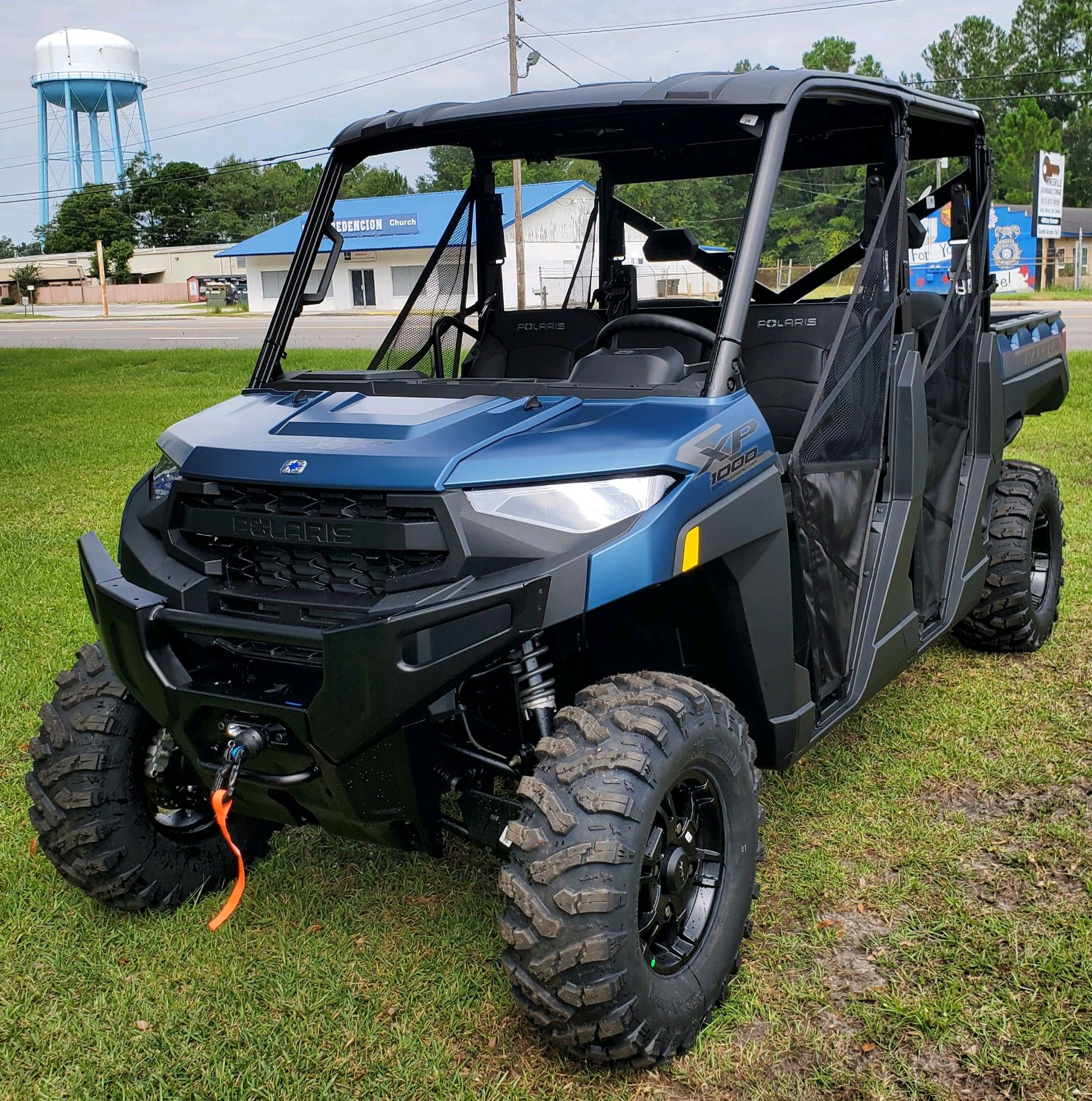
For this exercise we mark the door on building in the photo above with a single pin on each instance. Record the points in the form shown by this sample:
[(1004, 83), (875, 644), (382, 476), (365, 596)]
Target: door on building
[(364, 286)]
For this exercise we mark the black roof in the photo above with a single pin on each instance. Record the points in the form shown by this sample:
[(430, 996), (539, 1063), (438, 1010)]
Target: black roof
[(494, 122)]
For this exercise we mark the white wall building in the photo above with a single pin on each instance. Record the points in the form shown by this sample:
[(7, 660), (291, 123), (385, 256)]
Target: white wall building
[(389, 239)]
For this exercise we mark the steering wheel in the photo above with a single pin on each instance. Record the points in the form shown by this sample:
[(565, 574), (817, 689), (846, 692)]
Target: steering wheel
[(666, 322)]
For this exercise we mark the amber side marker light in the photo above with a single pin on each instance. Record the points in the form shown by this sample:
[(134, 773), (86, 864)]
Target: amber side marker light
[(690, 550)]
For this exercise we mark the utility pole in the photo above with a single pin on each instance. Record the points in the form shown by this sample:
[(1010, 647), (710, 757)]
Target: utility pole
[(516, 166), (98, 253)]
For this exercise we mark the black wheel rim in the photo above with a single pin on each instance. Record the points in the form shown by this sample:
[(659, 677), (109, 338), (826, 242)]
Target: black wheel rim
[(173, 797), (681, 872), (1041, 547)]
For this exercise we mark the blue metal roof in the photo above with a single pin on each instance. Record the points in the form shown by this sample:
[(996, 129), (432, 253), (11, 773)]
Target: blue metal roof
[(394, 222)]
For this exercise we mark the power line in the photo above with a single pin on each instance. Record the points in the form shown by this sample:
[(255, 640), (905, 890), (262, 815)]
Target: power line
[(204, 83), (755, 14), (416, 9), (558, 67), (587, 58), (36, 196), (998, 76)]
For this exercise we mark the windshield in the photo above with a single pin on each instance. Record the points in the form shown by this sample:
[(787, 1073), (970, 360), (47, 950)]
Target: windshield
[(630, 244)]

============

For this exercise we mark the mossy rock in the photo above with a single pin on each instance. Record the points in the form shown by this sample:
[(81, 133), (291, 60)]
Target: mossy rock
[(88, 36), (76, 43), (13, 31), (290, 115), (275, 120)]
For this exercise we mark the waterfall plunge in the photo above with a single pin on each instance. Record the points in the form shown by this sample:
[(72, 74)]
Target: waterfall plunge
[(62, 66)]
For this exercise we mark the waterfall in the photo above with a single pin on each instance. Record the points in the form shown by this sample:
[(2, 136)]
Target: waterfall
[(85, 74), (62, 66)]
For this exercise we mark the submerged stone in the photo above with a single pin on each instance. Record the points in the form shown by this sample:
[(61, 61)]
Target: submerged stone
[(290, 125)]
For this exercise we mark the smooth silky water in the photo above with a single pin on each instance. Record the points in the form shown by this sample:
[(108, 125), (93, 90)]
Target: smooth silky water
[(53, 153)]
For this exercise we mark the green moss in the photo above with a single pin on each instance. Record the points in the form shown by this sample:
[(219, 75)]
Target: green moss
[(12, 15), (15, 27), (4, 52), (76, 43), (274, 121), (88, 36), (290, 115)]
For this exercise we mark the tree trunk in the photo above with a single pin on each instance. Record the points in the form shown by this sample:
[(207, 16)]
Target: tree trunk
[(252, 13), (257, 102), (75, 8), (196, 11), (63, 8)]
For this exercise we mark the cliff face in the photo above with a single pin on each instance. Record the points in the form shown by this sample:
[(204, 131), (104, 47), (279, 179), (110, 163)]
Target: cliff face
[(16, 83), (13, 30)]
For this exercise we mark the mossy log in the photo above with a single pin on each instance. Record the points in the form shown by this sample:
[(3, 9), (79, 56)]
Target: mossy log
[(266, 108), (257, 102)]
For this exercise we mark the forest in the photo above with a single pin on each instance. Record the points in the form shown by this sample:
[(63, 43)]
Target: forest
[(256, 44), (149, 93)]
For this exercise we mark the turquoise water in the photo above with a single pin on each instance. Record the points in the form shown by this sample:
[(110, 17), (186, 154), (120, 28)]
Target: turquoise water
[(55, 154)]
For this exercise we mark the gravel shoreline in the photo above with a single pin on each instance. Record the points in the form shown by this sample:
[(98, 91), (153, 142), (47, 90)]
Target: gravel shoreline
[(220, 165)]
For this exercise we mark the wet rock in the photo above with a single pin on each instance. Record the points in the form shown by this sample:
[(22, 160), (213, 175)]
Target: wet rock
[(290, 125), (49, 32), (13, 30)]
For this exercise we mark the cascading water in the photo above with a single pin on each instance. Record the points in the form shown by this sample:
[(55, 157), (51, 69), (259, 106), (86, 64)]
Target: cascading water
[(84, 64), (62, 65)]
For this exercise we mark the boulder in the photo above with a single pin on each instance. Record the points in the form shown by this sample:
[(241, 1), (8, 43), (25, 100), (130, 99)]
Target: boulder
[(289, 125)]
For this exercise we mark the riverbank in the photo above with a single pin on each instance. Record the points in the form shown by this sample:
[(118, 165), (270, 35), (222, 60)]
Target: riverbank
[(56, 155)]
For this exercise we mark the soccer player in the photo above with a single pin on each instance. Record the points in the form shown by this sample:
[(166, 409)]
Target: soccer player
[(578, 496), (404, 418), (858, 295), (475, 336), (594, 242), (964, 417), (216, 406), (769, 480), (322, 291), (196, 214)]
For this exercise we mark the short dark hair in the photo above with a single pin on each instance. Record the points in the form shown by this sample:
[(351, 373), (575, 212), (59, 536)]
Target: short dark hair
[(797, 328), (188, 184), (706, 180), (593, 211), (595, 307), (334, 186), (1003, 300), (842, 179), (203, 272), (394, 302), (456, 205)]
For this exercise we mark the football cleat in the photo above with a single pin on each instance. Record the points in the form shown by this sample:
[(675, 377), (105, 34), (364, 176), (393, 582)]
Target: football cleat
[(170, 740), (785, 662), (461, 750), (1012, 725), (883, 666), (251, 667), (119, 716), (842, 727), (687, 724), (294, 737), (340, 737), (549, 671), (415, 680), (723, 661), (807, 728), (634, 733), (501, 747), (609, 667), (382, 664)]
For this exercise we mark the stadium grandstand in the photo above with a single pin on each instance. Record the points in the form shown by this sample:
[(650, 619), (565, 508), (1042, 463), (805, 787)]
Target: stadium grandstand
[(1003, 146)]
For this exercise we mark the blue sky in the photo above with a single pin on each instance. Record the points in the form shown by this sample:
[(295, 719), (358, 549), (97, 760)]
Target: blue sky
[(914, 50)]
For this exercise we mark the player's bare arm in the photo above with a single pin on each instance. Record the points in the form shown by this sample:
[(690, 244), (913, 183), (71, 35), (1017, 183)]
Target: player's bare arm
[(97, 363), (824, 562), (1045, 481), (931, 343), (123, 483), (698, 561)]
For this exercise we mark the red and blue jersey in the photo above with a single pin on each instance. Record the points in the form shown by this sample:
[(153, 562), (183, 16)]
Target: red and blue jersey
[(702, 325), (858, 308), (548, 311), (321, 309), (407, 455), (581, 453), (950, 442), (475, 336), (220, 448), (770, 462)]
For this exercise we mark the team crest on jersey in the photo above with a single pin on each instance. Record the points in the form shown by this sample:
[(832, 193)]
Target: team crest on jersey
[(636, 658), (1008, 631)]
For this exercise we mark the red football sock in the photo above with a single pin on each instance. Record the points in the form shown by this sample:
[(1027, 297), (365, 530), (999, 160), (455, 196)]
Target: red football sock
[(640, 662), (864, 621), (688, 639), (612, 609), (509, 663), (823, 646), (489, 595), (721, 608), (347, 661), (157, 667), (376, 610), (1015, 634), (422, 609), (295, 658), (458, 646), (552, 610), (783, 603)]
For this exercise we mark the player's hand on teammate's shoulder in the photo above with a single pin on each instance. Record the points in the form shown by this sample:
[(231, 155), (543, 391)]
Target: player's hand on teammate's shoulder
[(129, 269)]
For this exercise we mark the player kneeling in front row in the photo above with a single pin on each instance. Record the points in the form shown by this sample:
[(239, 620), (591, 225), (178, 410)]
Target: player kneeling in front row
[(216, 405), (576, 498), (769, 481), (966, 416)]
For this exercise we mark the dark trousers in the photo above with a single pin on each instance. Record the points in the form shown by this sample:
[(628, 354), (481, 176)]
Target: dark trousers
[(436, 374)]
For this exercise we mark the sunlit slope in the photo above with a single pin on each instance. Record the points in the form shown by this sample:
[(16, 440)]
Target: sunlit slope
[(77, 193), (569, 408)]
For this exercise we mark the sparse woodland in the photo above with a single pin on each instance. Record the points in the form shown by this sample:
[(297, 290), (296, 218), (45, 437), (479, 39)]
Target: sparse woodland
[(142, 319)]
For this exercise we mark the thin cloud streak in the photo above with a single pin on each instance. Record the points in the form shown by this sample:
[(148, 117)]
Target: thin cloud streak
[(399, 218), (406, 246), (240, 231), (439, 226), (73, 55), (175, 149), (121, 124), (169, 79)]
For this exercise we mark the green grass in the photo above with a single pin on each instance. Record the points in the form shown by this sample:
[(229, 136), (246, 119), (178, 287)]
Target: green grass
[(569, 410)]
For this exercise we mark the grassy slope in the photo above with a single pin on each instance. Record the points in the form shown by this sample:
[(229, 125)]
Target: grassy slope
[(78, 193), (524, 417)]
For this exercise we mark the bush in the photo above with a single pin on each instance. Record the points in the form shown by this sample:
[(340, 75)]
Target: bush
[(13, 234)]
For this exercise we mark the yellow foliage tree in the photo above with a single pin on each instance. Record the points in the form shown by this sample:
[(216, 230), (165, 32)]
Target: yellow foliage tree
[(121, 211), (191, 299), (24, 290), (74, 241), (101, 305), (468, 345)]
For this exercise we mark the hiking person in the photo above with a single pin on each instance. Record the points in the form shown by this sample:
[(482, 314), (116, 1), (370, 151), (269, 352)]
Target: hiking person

============

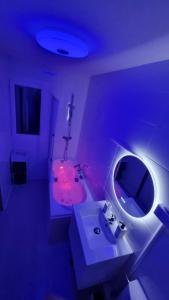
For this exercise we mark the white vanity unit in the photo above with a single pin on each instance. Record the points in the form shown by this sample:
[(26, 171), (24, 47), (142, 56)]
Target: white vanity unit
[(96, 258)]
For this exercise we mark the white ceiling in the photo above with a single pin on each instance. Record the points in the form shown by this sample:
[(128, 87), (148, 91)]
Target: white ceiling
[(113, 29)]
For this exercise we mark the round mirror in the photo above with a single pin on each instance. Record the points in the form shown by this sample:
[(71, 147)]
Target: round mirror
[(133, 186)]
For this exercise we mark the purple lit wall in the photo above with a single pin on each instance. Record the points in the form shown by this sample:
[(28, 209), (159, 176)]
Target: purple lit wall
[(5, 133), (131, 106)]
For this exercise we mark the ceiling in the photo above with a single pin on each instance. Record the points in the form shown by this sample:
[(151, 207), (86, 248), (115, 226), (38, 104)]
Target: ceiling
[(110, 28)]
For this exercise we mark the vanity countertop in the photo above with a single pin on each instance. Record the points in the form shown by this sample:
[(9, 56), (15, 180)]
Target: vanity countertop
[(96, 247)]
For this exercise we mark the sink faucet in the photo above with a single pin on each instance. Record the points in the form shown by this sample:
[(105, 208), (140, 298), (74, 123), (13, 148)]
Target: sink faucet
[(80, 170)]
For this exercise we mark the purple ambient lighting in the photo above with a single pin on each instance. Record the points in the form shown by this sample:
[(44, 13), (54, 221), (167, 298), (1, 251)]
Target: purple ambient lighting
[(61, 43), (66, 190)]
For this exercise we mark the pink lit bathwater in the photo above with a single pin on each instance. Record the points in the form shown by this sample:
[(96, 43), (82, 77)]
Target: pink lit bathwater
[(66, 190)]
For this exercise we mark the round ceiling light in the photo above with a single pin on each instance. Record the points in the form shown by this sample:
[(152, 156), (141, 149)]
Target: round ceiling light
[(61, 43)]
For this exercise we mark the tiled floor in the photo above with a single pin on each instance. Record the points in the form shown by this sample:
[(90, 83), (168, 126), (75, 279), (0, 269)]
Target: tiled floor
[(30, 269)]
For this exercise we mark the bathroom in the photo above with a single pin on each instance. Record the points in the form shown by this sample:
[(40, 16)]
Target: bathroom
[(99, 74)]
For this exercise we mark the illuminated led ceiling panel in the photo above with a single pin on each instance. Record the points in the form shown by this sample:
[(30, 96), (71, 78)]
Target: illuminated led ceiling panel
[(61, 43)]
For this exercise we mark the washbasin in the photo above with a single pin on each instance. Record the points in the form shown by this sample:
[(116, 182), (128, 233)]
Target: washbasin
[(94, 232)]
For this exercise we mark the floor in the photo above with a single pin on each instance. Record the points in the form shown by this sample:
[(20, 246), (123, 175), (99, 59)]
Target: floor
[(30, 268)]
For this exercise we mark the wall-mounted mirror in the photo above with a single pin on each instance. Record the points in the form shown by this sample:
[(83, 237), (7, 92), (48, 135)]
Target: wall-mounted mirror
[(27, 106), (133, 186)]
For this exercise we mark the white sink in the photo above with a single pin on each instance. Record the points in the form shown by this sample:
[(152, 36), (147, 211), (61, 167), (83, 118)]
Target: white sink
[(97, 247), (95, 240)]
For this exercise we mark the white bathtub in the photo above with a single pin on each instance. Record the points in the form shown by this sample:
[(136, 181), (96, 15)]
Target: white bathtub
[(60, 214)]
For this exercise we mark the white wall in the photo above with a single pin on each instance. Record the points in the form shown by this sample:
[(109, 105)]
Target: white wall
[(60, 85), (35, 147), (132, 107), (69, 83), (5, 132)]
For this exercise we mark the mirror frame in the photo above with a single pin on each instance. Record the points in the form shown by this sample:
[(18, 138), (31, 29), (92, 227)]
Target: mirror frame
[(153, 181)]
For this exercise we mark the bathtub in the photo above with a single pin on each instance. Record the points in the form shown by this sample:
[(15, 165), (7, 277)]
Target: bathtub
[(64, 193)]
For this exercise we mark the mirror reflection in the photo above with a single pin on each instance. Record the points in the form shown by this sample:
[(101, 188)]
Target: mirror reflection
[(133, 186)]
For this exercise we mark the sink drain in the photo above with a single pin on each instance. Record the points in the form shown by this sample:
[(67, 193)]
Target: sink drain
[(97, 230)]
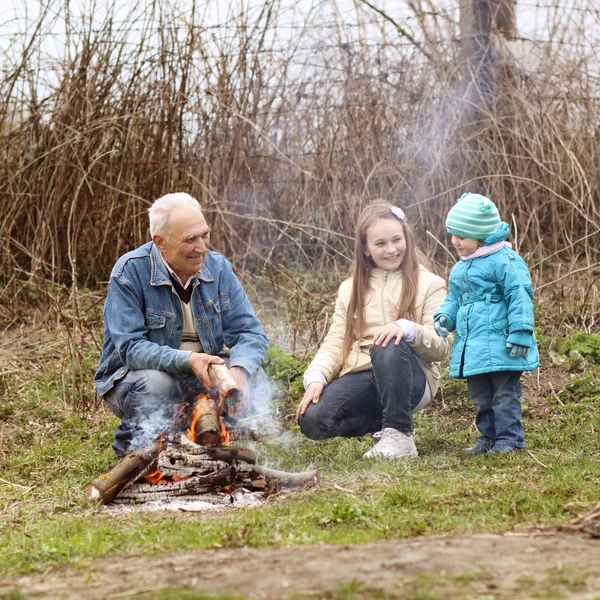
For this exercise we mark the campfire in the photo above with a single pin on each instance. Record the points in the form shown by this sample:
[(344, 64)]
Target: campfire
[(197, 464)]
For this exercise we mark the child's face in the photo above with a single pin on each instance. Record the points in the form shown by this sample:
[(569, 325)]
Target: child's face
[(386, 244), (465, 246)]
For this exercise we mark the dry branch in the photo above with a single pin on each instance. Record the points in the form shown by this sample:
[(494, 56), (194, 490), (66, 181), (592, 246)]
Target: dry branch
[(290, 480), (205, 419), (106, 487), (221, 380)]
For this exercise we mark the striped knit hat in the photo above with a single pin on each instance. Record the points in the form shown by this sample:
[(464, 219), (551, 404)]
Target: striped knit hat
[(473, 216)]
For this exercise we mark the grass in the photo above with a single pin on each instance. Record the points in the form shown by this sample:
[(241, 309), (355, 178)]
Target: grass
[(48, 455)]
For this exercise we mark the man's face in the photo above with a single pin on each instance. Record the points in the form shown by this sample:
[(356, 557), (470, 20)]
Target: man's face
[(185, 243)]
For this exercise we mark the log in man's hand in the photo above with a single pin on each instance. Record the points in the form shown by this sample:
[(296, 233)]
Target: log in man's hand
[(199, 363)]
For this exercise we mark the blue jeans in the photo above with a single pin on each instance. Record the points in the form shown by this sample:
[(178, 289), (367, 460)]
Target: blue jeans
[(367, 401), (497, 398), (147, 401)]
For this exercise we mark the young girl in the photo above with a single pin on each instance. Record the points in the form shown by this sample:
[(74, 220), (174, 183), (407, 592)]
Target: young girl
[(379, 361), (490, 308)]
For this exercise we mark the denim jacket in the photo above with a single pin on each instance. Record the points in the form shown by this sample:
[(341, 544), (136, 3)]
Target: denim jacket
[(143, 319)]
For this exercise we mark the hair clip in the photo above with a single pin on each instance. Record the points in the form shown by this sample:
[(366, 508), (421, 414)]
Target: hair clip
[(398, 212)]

============

SET PROBLEM:
Please rewrite the stretch of the entries above from the line containing "For this exercise we mark the sink faucet" through the line containing "[(80, 170)]" as a JSON list of strings, with one string per line and blank lines left out.

FINAL RESULT:
[
  "For this exercise we mark the sink faucet in the photo above with a single pin on each instance. Record the points in the form shown by this sample:",
  "[(105, 208), (140, 298), (74, 123), (13, 148)]",
  "Target: sink faucet",
  "[(80, 170)]"
]